:: Given task 1 ::
Extract each line of the records that contains the string "fire".

## begin Document excerpt

#' @export
#' 
#' @title Cross-validation MLE Fitting of Kernel Density Estimator Using normal Kernel
#'
#' @description Maximum likelihood estimation for fitting kernel density estimator
#' using a normal kernels, by treating it as a mixture model.
#'
#' @inheritParams lkden
#' @inheritParams fnormgpd
#' @param linit        initial value for bandwidth parameter or \code{NULL}
#' @param extracentres extra kernel centres used in KDE, but likelihood contribution not evaluated, or \code{NULL}
#' @param add.jitter   logical, whether jitter is needed for rounded data
#' @param factor       see \code{\link[base:jitter]{jitter}}
#' @param amount       see \code{\link[base:jitter]{jitter}}
#' 
#' @details The kernel density estimator with a normal kernel is fitted to the entire
#' dataset using maximum cross-validation likelihood estimation. The estimated
#' bandwidth, variance and standard error are automatically output.
#' 
#' Missing values (\code{NA} and \code{NaN}) are assumed to be invalid data so are ignored.
#' 
#' Normally for likelihood estimation of the bandwidth the kernel centres and the data 
#' where the likelihood is evaluated are the same. However, when using KDE for extreme value
#' mixture modelling the likelihood only those data in the bulk of the distribution should contribute
#' to the likelihood, but all the data (including those beyond the threshold) should contribute to
#' the density estimate. The \code{extracentres} option allows the use to specify extra kernel
#' centres used in estimating the density, but not evaluated in the likelihood. The default
#' is to just use the existing data, so \code{extracentres=NULL}.
#' 
#' The default optimisation algorithm is "BFGS", which requires a finite negative 
#' log-likelihood function evaluation \code{finitelik=TRUE}. For invalid 
#' parameters, a zero likelihood is replaced with \code{exp(-1e6)}. The "BFGS" 
#' optimisation algorithms require finite values for likelihood, so any user 
#' input for \code{finitelik} will be overridden and set to \code{finitelik=TRUE} 
#' if either of these optimisation methods is chosen.
#' 
#' It will display a warning for non-zero convergence result comes from 
#' \code{\link[stats:optim]{optim}} function call.
#' 
#' If the hessian is of reduced rank then the variance (from inverse hessian)
#' and standard error of bandwidth parameter cannot be calculated, then by default 
#' \code{std.err=TRUE} and the function will stop. If you want the bandwidth estimate
#' even if the hessian is of reduced rank (e.g. in a simulation study) then
#' set \code{std.err=FALSE}. 
#' 
#' @section Warning:
#' Two important practical issues arise with MLE for the kernel bandwidth:
#' 1) Cross-validation likelihood is needed for the KDE bandwidth parameter
#' as the usual likelihood degenerates, so that the MLE \eqn{\hat{\lambda} \rightarrow 0} as
#' \eqn{n \rightarrow \infty}, thus giving a negative bias towards a small bandwidth.

## end Document excerpt
## begin Supplied entries

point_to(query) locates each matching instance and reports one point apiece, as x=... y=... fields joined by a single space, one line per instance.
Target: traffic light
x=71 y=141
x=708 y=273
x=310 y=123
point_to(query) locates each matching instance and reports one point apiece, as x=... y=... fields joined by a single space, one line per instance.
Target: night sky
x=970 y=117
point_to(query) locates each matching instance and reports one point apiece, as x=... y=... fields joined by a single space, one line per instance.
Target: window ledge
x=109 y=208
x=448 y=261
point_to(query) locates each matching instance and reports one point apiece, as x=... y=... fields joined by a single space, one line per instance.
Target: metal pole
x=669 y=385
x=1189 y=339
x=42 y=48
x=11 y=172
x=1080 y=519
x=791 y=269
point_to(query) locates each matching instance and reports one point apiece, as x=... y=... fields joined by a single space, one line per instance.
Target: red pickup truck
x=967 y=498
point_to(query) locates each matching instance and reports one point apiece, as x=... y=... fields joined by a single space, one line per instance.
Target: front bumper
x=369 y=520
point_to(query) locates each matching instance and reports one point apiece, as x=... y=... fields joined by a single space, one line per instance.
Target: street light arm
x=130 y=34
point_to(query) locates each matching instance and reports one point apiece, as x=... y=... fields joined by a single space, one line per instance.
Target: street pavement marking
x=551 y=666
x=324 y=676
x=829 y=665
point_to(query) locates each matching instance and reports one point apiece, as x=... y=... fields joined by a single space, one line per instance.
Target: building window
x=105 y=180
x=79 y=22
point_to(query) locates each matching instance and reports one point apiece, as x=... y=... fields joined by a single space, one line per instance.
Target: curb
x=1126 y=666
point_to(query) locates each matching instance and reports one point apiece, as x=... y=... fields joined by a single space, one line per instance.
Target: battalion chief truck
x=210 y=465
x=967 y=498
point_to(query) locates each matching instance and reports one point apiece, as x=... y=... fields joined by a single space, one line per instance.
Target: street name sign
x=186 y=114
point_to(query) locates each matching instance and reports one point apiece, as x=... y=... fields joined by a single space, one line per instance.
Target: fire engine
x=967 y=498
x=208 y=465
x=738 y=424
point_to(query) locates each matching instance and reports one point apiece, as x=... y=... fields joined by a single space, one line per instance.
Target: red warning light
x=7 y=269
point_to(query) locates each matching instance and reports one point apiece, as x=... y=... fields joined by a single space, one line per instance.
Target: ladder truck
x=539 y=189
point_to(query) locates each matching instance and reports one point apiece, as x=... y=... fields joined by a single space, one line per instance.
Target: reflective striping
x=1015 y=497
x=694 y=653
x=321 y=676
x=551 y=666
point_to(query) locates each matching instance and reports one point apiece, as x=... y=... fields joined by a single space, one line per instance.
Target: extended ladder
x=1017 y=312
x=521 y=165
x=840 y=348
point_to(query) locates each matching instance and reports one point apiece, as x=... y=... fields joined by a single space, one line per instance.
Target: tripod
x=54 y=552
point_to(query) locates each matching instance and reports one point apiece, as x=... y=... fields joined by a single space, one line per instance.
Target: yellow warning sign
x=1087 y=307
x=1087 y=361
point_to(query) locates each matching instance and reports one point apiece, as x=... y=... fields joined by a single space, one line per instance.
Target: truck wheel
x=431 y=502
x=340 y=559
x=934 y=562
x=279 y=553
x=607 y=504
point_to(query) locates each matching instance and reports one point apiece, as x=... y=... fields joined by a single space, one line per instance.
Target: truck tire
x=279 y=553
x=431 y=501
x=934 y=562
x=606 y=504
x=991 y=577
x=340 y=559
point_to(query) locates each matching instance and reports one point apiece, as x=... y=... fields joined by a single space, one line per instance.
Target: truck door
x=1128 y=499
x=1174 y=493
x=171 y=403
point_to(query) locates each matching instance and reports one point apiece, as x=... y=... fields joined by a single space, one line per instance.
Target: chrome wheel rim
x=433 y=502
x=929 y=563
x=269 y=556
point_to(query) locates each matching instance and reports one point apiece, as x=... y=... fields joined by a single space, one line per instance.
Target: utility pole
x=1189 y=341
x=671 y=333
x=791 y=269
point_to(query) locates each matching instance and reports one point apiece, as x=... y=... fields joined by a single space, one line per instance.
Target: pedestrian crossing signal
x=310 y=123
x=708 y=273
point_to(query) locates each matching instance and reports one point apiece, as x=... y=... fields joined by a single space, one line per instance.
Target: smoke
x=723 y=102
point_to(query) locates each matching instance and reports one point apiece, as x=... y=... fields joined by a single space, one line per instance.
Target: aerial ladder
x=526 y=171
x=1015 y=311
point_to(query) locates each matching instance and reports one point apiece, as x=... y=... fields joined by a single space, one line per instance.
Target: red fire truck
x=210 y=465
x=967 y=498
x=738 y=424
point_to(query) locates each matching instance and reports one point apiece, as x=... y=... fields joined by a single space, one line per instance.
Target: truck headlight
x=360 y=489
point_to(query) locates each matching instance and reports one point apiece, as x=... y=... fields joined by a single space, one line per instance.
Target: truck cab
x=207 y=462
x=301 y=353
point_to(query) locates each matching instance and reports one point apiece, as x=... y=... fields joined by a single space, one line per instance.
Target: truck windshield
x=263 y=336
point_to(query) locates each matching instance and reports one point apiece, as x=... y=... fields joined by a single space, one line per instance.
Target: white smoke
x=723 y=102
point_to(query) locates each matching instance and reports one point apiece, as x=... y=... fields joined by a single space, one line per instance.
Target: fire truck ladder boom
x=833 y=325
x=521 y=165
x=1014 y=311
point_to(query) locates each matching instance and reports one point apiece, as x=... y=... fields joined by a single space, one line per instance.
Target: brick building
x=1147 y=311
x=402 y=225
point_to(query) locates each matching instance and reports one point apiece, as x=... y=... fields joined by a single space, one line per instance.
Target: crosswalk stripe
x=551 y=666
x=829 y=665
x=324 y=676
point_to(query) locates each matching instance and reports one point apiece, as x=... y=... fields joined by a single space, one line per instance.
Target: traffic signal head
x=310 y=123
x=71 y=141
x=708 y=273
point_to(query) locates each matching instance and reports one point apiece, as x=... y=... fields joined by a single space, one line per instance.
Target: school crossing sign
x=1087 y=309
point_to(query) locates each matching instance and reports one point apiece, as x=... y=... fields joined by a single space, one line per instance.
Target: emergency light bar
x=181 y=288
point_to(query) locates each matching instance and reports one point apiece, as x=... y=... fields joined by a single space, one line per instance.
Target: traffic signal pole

## end Supplied entries

:: Given task 2 ::
Continue the documentation on fitting a kernel density estimator with a normal kernel, starting after its final sentence.

:: Written response 1 ::
Target: fire engine
Target: red fire truck
Target: fire truck ladder boom

:: Written response 2 ::
#' Leave one out cross-validation essentially ensures that some smoothing between the kernel centres
#' is required (i.e. a non-zero bandwidth), otherwise the resultant density estimates would always
#' be zero if the bandwidth was zero.
#' 
#' This problem occassionally rears its ugly head for data which has been heavily rounded,
#' as even when using cross-validation the density can be non-zero even if the bandwidth is zero.
#' To overcome this issue an option to add a small jitter should be added to the data
#' (\code{x} only) has been included in the fitting inputs, using the 
#' \code{\link[base:jitter]{jitter}} function, to remove the ties. The default options red in the 
#' \code{\link[base:jitter]{jitter}} are specified above, but the user can override these.
#' Notice the default scaling \code{factor=0.1}, which is a tenth of the default value in the
#' \code{\link[base:jitter]{jitter}}
#' function itself.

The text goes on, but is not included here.